| What the task asks |
When the string "floor" occurs in a line of the records, show that line.
┄┄┄┄┄┄┄┄┄┄┄┄┄┄┄┄┄┄┄┄
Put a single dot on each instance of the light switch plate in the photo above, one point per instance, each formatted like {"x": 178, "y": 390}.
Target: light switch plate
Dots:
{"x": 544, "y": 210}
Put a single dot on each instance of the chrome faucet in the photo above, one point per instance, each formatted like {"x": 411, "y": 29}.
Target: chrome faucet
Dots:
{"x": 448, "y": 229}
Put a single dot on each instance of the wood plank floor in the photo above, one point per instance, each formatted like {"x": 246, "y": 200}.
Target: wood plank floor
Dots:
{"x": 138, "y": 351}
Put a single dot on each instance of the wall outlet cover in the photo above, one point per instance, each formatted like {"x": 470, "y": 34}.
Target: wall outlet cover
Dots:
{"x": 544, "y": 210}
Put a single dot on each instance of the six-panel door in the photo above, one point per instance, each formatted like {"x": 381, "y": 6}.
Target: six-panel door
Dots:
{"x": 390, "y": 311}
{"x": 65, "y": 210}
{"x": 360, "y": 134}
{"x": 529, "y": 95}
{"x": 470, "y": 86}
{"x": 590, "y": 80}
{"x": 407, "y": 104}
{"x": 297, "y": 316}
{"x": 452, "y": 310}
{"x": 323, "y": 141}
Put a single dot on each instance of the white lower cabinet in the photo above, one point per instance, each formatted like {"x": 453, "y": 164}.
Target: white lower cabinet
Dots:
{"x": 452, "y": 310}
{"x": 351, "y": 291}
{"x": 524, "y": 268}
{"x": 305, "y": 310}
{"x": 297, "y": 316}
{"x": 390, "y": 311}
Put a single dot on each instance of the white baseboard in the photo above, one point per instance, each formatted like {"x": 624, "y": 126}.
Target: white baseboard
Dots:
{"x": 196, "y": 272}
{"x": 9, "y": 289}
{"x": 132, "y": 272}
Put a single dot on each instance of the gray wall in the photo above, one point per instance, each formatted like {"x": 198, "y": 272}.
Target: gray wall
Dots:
┄┄┄┄┄┄┄┄┄┄┄┄┄┄┄┄┄┄┄┄
| Exercise answer |
Put a single dot on each instance of the wood plank floor in the photo above, one point per instance, each formatted like {"x": 246, "y": 200}.
Target: wood plank floor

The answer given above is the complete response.